### Work order
The answer should hold only the line with "# provide one point per instance of the navy" and each line after it through the last line of the material, exactly.

### Extracted records
+++++

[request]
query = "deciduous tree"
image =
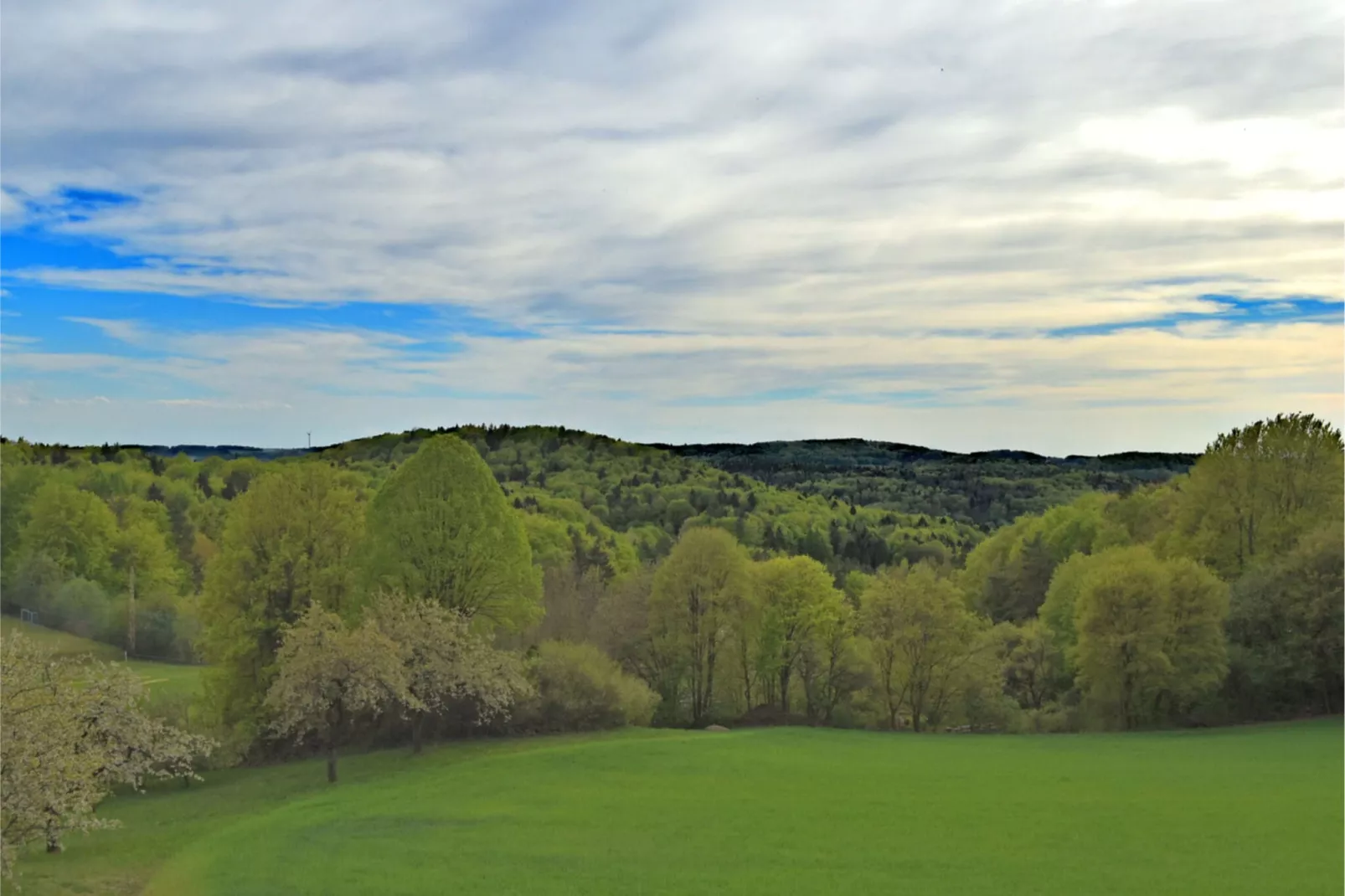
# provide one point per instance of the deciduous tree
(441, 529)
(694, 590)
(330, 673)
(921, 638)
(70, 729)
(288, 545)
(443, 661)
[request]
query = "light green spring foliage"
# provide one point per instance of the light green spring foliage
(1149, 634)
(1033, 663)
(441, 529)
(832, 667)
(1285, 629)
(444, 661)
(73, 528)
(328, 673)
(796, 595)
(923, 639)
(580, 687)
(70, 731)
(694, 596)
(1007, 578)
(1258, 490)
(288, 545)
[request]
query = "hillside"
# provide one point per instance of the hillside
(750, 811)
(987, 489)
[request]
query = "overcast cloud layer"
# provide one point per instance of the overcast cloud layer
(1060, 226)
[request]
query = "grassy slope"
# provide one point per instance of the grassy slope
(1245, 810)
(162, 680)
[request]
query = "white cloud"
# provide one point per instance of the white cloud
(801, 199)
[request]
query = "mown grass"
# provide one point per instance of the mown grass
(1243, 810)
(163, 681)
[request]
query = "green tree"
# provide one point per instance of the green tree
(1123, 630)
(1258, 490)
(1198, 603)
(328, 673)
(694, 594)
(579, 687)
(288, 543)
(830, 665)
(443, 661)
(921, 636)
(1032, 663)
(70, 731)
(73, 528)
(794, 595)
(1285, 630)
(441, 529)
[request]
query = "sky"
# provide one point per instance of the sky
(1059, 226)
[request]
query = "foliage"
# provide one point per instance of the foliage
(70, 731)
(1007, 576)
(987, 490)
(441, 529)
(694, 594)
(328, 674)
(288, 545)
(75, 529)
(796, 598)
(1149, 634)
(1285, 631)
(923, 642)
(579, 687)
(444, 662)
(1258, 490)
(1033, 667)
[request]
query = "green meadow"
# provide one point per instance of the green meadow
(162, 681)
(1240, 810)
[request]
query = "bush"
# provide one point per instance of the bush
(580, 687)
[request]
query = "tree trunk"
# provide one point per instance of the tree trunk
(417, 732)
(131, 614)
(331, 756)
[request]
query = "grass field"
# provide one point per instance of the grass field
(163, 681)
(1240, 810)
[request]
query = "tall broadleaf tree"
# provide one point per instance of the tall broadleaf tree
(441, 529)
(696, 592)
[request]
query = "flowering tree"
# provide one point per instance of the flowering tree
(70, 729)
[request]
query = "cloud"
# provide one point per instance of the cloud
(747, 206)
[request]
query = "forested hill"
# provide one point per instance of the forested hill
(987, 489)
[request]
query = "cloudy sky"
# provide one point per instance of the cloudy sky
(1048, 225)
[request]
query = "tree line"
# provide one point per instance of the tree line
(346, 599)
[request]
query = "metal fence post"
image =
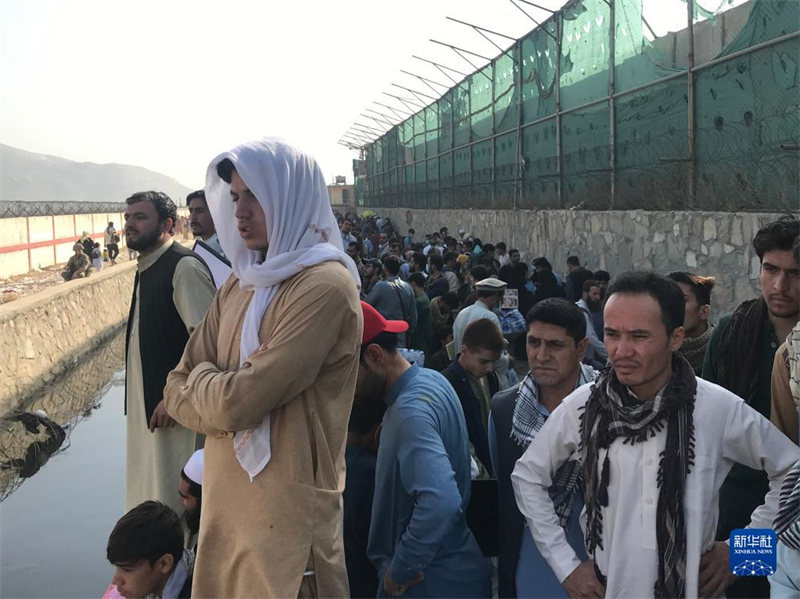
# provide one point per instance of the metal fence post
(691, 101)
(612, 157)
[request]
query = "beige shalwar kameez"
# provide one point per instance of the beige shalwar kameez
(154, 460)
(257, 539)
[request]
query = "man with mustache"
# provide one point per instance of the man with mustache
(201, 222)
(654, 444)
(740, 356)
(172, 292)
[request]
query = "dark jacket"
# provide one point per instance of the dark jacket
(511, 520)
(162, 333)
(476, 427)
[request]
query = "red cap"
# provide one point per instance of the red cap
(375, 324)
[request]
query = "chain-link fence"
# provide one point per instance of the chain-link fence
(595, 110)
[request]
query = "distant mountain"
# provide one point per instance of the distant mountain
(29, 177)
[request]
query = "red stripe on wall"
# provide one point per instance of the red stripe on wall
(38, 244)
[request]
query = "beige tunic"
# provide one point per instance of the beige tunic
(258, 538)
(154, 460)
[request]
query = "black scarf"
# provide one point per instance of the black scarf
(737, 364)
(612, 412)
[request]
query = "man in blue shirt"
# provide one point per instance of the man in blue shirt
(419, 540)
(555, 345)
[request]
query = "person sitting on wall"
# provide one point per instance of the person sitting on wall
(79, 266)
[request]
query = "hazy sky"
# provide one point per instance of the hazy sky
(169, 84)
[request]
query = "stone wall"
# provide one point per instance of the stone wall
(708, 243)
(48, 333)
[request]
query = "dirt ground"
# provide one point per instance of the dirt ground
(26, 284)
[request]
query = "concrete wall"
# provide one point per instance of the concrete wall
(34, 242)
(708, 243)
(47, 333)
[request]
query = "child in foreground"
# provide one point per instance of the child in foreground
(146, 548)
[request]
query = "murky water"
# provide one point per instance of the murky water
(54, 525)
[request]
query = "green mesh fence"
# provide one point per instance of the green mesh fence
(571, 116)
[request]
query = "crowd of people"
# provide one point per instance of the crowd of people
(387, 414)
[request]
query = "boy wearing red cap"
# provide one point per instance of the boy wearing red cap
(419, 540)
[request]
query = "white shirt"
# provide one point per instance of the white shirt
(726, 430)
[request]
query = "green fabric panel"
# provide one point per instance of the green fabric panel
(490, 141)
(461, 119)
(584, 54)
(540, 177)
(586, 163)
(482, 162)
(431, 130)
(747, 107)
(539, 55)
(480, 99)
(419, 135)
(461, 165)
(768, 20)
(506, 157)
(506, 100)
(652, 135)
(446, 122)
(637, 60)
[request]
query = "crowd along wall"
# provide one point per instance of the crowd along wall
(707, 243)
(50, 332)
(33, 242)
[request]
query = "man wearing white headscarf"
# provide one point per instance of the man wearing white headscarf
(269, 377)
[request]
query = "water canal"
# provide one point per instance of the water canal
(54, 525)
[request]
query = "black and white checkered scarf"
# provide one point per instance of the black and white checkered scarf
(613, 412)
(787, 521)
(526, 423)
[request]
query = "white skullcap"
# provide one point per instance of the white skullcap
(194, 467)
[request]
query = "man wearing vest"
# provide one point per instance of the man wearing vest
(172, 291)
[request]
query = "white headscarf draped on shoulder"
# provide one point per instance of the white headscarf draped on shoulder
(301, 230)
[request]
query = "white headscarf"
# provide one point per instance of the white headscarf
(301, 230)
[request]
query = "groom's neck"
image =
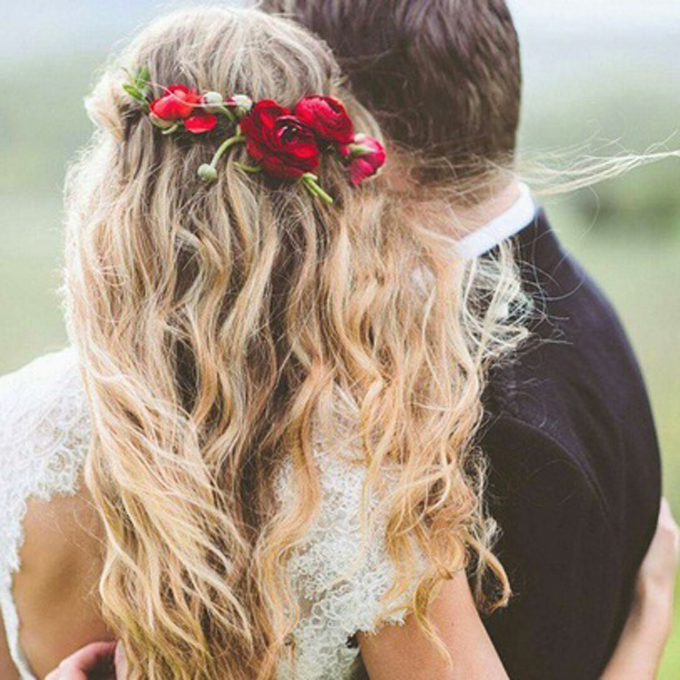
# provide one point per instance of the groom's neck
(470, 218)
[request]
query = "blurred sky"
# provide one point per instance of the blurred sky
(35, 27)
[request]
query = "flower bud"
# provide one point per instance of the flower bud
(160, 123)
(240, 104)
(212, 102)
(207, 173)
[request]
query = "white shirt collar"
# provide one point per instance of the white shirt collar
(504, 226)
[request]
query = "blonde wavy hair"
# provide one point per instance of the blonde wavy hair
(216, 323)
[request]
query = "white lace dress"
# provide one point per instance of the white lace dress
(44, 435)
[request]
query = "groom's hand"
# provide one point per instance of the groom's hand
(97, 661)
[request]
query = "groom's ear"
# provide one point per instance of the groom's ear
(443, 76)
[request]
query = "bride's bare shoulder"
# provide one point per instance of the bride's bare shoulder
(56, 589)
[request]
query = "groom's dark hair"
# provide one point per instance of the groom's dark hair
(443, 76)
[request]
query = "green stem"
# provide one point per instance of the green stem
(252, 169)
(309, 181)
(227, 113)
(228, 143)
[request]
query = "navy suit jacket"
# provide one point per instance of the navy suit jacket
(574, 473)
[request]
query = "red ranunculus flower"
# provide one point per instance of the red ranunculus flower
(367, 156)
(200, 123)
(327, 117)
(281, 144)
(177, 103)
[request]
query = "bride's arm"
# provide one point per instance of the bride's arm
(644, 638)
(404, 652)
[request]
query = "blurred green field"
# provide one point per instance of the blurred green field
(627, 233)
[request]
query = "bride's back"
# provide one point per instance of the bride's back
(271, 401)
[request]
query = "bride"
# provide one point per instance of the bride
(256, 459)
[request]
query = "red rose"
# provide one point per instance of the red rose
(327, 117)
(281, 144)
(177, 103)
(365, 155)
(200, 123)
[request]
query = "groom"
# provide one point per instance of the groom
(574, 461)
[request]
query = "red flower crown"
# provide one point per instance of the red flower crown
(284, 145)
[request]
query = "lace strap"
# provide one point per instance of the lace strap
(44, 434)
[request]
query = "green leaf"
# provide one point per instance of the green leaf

+++++

### Expected answer
# provide one point per instance of the navy suit jacket
(574, 473)
[request]
query = "red ranunculus flower"
# provide one point per instance of the red ranunculus flower
(367, 156)
(200, 123)
(327, 117)
(281, 144)
(177, 103)
[request]
query = "bride's arm"
# provide one point per instance of the bride's arm
(644, 638)
(404, 652)
[request]
query = "blurred green field"
# provide one point per instance of the blurred green field
(627, 233)
[request]
query = "bride's back"
# provide one point per instance of the bride's back
(271, 401)
[request]
query = "bride"
# provide one point per instance of the bride
(256, 459)
[request]
query = "red rose"
# provide one point per instance of the red rose
(327, 117)
(281, 144)
(177, 103)
(365, 155)
(200, 123)
[request]
query = "groom"
# provide one point per instance of the groom
(574, 461)
[request]
query = "red flower crown"
# provide one point per instance of the red flower crown
(284, 145)
[request]
query = "lace strap"
# provide one point per instance of the lace strap
(44, 434)
[request]
query = "green leaf"
# provide one point per instance of the green leaf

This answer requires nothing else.